WHAT TO WORK ON:
Your reply should be the full listing, copied exactly.

DATA TO USE:
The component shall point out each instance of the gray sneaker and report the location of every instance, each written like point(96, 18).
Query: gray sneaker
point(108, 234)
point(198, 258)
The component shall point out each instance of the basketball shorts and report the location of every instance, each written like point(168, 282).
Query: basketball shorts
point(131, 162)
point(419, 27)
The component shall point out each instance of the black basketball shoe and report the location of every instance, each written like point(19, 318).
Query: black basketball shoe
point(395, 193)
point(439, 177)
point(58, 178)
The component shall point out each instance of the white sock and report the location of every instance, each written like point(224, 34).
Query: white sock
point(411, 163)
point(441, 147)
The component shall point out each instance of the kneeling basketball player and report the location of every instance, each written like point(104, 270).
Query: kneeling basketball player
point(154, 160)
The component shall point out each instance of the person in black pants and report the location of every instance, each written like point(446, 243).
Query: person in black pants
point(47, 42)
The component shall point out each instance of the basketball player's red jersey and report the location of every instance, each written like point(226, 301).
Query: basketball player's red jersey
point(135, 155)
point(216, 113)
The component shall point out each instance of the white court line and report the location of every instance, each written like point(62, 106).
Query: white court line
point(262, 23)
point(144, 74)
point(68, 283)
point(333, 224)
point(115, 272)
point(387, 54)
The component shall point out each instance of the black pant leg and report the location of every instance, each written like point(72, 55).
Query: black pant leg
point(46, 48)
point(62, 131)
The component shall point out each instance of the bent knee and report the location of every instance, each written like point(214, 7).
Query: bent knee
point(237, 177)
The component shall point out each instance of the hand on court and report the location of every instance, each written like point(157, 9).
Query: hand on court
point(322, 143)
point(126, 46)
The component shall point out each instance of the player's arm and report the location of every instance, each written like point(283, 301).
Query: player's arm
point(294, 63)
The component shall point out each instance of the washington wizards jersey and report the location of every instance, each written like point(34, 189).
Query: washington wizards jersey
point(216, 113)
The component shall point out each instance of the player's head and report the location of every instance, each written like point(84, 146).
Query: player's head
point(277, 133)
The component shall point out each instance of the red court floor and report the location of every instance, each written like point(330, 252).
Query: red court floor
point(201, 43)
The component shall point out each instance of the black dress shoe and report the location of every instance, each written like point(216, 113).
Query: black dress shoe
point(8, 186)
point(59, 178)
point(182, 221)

PROBLEM SOLUTION:
The component shall point out each instance of the gray sneaker and report the location of every instance, each written like point(96, 18).
Query: gray sneaker
point(108, 234)
point(198, 258)
The component shall point out each instance of the basketball shorts and report the location of every instance, each written like point(168, 282).
Query: basketball shorts
point(131, 162)
point(419, 27)
The component shall point out each instance of the black basketball shoe and report the location of every instance, each written like point(19, 318).
Query: black basketball shoe
point(395, 193)
point(439, 177)
point(58, 178)
The component shall point out each instance of the white sock and report the location of every instance, each written like point(224, 34).
Query: white sock
point(411, 163)
point(441, 147)
The component shall point out each instance of the kneeling basketball player and report the location of every instance, each written like point(104, 270).
Query: kneeling basketball player
point(154, 160)
The component shall point out each instance of the person in black pants and report the location of every instance, each written like point(446, 243).
Query: person in black pants
point(47, 42)
The component shall point out each instance of the basketball player's red jersey and report the location of every instance, each written like point(226, 301).
Query: basketball player's red jersey
point(135, 155)
point(216, 113)
The component shall point out each instance of the white court line and report the location of every instance, each written like point(62, 106).
Query: white court line
point(262, 23)
point(144, 74)
point(68, 283)
point(333, 224)
point(115, 272)
point(387, 54)
The component shall point out each instance of the black pant leg and report the location of every instance, each written like point(72, 55).
Query: black pant leg
point(46, 48)
point(62, 131)
The component shall point out each instance of the bent knee and report the location of every instance, each written like point(214, 7).
Query: bent knee
point(237, 177)
The component shall point out each instance of the hand on court and report the location of every instance, each written like point(157, 9).
Query: hand on court
point(322, 143)
point(126, 46)
The component shall point out each instance of the player's arm and report the location of every instance, each written like point(283, 301).
Query: player's arm
point(294, 63)
The component shall point out each instance of the washington wizards jersey and report the location of every instance, each written like point(34, 189).
Query: washington wizards jersey
point(216, 113)
The component shall point out each instance of the player's head and report the location of every instance, each written like point(84, 146).
Query: player's head
point(277, 133)
The component shall point out each instance of the red court floor and report the location of every instance, each written like point(330, 252).
Query: red court floor
point(201, 43)
The component shall point out each instance of the black dress shoe and report the location of every instance, each written like point(216, 113).
Query: black dress shoe
point(8, 186)
point(59, 178)
point(182, 221)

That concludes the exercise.